摘要:張江先生在《強制闡釋論》一文中認為當代西方文論除形式主義與新批評以外,其他理論流派與學說,基本都是以場外理論與方法來建構文學闡釋的模式,侵害了文學理論與批評的本體意義。這一概括與實際不符。除了形式主義與新批評之外,當代西方文論還存在另外一條抑制強制闡釋的理論線索,這就是以伽達默爾的本體論闡釋學、堯斯和伊瑟爾的接受美學為代表的對話與交流學說。
關鍵詞:闡釋;對話;文本;審美對象;現象學
中圖分類號:I206.2 文獻標識碼:A 文章編號:1003-854X(2017)09-0093-05
張江先生在《強制闡釋論》中以極大的理論勇氣對當代西方文論強制闡釋的弊端進行了清理與批判。他認為強制闡釋是“背離文本話語,消解文學指征,以前在立場和模式,對文本和文學作符合論者主觀意圖和結論的闡釋”①。其特征有四:場外征用、主觀預設、非邏輯證明、混亂的認識路徑。在他看來,當代西方文論除形式主義及新批評以外,其他重要流派和學說,基本都是以場外理論和方法來建構文學闡釋的模式,直接侵害了文學理論和批評的本體意義。這一判斷與實際情況不符。除了形式主義與新批評的闡釋較為切合文學指征之外,當代西方文論還存在另外一條抑制強制闡釋的理論線索。這一線索發端于胡塞爾的現象學,中間經過伽達默爾的本體論闡釋學,一直到堯斯與伊瑟爾的接受美學,都克服了傳統形而上學的主觀獨斷論,摒棄了主客分裂的兩極思維模式,推崇文學闡釋的對話精神,堅持從闡釋者、文本與作者的對話關系來探討文學。

-*-

書面練習 1: 在這篇談強制闡釋的文章裡,強制闡釋有哪四個特征?
上面的文章和後面這些行是兩份互不相關的材料。

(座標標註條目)
-*-

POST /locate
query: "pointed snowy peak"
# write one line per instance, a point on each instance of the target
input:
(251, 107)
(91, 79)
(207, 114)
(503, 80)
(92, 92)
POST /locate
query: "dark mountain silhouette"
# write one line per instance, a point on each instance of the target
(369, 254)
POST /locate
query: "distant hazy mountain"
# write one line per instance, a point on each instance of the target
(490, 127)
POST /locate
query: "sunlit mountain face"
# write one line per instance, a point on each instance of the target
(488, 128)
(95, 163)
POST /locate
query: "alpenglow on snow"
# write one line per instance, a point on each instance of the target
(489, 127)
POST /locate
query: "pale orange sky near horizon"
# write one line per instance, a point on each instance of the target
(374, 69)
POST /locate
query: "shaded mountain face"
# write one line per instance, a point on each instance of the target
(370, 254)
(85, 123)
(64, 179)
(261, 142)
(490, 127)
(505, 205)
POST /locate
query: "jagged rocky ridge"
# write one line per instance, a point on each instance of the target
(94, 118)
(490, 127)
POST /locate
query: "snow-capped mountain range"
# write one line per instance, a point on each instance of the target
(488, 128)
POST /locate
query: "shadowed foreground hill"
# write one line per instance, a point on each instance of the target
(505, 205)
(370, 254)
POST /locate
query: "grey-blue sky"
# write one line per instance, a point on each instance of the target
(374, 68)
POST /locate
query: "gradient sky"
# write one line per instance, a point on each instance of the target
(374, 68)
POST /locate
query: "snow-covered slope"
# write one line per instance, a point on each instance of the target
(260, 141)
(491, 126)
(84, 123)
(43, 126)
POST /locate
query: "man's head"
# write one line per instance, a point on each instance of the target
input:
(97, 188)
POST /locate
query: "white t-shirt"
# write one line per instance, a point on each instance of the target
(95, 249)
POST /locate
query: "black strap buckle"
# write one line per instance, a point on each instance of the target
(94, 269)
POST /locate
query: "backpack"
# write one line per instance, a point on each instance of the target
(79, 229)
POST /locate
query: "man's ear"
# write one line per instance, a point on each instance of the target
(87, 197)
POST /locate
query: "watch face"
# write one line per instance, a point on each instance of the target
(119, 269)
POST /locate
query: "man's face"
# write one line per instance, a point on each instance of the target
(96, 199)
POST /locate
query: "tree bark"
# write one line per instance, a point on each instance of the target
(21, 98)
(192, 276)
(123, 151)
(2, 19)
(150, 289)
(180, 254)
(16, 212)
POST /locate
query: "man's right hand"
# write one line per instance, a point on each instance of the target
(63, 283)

-*-

書面練習 2: 上面這些行中,有幾行含有字串“mountain”?大小寫要區分,只寫出數字。

練習解答 1: 場外征用、主觀預設、非邏輯證明、混亂的認識路徑。

練習解答 2: 5